**PROBLEM:** Two lines mark the range in the entries below: the one holding "Pick out one point on every instance of the bird's" and the one holding "Pick out one point on every instance of the green collar". Set down those two and all lines between them, exactly.

Natural language region descriptions
++++++++++

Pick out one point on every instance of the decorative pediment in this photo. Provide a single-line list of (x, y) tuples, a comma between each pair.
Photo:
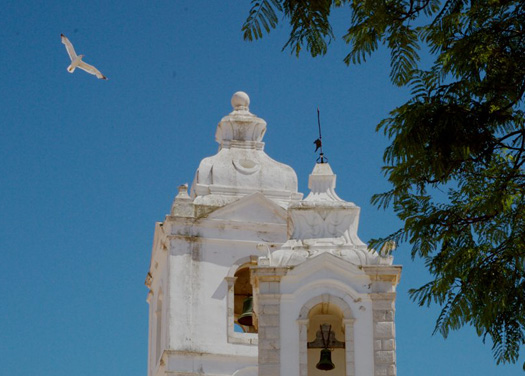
[(253, 208), (326, 263)]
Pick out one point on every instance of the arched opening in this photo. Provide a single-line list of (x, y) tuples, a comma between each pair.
[(326, 330), (158, 328), (243, 303)]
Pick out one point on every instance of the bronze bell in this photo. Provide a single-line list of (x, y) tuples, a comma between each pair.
[(325, 363), (245, 318)]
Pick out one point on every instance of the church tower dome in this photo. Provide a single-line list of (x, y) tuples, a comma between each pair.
[(241, 166)]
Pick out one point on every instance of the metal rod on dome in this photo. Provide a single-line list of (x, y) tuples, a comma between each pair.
[(319, 142)]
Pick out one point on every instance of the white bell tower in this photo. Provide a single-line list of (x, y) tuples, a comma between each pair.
[(199, 276), (324, 302)]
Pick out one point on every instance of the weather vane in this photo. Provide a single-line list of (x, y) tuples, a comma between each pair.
[(319, 142)]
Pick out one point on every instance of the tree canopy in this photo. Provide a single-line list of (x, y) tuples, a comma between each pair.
[(462, 132)]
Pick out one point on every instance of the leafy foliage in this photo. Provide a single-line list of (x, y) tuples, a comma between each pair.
[(457, 153)]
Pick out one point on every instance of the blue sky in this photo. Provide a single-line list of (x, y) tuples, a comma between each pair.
[(88, 166)]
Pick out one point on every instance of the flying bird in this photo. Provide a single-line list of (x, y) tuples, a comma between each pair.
[(76, 60)]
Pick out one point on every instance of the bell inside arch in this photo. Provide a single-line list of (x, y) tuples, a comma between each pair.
[(246, 318), (325, 363)]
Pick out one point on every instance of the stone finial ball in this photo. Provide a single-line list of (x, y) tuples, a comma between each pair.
[(240, 100)]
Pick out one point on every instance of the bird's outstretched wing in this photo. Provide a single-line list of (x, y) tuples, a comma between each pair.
[(91, 69), (69, 47)]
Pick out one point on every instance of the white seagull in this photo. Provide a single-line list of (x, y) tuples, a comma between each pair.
[(76, 60)]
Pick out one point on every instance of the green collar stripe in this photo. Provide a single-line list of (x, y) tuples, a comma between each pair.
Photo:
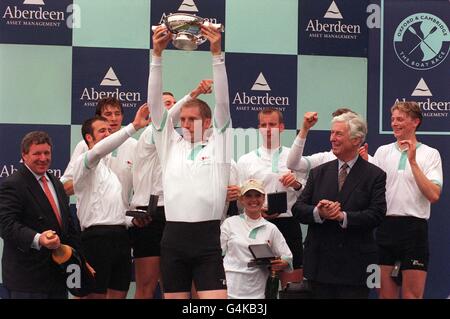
[(275, 159), (195, 151), (404, 157), (221, 130), (253, 233), (85, 161)]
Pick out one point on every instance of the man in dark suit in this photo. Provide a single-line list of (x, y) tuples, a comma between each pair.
[(34, 220), (343, 201)]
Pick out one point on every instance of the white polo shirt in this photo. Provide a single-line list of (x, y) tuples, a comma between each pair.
[(97, 187), (195, 175), (403, 196), (268, 166), (237, 233), (303, 164), (121, 163)]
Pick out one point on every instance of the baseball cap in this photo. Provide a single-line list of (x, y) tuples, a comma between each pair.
[(252, 184)]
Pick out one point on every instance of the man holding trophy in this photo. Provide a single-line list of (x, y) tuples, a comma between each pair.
[(195, 172)]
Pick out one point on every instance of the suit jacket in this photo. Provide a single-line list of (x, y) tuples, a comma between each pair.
[(333, 254), (25, 211)]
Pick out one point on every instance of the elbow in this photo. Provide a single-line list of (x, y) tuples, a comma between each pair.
[(434, 198)]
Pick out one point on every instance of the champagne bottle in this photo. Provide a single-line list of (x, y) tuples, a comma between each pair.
[(66, 258), (272, 285)]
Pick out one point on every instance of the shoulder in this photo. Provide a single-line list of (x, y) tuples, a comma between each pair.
[(81, 147), (370, 168), (332, 164), (384, 148), (129, 143), (248, 157), (427, 149)]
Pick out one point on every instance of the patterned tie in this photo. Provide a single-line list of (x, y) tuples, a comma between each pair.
[(342, 175), (49, 195)]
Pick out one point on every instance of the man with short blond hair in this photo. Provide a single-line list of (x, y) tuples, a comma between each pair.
[(414, 182)]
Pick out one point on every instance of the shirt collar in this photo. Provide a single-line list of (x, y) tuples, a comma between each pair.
[(38, 177), (349, 163)]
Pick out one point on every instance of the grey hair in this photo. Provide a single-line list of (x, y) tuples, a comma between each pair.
[(357, 125)]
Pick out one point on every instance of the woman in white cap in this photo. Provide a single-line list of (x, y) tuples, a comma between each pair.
[(250, 228)]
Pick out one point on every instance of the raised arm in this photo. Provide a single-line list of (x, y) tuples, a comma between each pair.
[(222, 110), (161, 38), (294, 160), (204, 87), (113, 141)]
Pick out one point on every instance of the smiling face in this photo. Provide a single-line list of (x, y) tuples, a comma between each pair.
[(403, 125), (270, 128), (114, 116), (343, 146), (100, 130), (168, 101), (193, 124), (252, 201), (38, 158)]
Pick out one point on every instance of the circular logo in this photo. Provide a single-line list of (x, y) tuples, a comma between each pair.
[(422, 41)]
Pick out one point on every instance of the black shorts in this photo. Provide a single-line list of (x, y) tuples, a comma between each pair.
[(292, 232), (146, 241), (107, 250), (192, 252), (403, 239)]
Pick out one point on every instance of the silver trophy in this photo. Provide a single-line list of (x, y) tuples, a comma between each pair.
[(186, 30)]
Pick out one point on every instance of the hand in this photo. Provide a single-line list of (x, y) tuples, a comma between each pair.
[(214, 36), (289, 180), (90, 269), (204, 87), (267, 216), (309, 120), (141, 222), (328, 209), (161, 38), (364, 151), (278, 264), (410, 147), (142, 117), (233, 192), (49, 239)]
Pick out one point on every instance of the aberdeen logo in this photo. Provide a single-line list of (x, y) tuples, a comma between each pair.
[(188, 6), (245, 102), (38, 2), (430, 108), (91, 95), (421, 89), (422, 41), (110, 79), (332, 30), (333, 12), (35, 13), (260, 84)]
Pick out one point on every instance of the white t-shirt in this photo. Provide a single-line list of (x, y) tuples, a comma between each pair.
[(147, 179), (121, 163), (97, 187), (403, 196), (303, 164), (237, 233), (268, 166), (195, 175)]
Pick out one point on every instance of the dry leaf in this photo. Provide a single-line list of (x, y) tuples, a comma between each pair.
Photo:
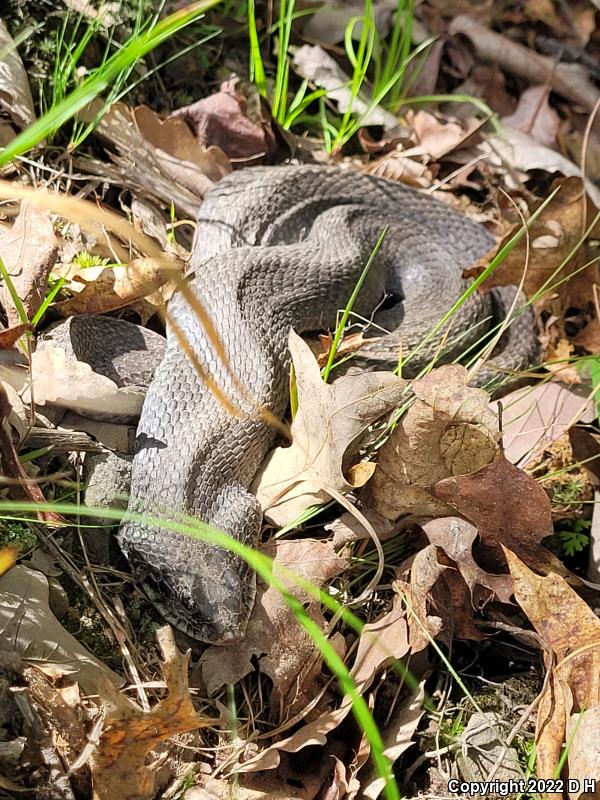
[(506, 505), (571, 630), (570, 80), (456, 537), (397, 166), (589, 337), (553, 236), (107, 288), (220, 120), (285, 651), (449, 430), (436, 138), (384, 641), (328, 24), (330, 420), (28, 252), (519, 151), (398, 736), (349, 344), (60, 380), (28, 627), (482, 746), (535, 116), (158, 159), (314, 64), (10, 336), (535, 416), (15, 95), (118, 762), (557, 360)]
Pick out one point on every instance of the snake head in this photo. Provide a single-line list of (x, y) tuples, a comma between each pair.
[(209, 594)]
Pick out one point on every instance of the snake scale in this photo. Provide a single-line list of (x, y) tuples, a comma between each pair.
[(281, 247)]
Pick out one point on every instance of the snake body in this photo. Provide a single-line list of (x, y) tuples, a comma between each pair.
[(278, 247)]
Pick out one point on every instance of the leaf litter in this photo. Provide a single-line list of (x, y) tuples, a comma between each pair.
[(477, 521)]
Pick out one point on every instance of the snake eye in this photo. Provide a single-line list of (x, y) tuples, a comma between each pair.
[(390, 300)]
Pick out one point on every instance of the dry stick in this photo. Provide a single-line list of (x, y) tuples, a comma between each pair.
[(570, 80), (82, 211)]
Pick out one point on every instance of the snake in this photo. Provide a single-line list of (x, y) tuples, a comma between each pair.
[(278, 248)]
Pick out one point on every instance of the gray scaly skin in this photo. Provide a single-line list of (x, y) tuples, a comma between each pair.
[(278, 248)]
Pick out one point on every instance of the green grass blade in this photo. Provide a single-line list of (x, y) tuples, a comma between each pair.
[(342, 323), (13, 293), (134, 49), (257, 70), (264, 567)]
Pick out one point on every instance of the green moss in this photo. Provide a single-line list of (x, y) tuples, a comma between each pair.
[(17, 535)]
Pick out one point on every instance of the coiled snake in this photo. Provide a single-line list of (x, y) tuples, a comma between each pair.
[(281, 247)]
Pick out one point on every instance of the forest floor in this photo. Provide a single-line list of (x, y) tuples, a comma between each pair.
[(440, 638)]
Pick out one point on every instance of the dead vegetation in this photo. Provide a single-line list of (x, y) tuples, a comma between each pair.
[(460, 537)]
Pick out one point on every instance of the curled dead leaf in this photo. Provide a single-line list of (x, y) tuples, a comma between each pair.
[(28, 627), (449, 430), (570, 631), (107, 288), (129, 734), (507, 506), (284, 650), (330, 421)]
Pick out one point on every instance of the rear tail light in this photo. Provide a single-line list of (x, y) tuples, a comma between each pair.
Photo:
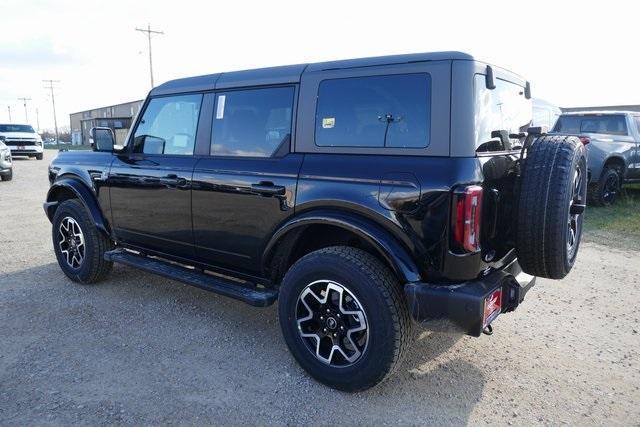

++++++++++

**OUTPUT:**
Pick out one point on every instance of the bird's outstretched wing in this photo. Provide a single-line list of (x, y) tuples, a comma between each pair.
[(91, 69), (69, 47)]
Pick out one point on every instance of the white seagull in this photo. Provide a single-line list of (x, y) tuples, a comma between each pair.
[(76, 60)]
Pick out one point on every instance of the green collar stripe in this photo. Provide a single-line list of (x, y) tuples, a comma between each pair.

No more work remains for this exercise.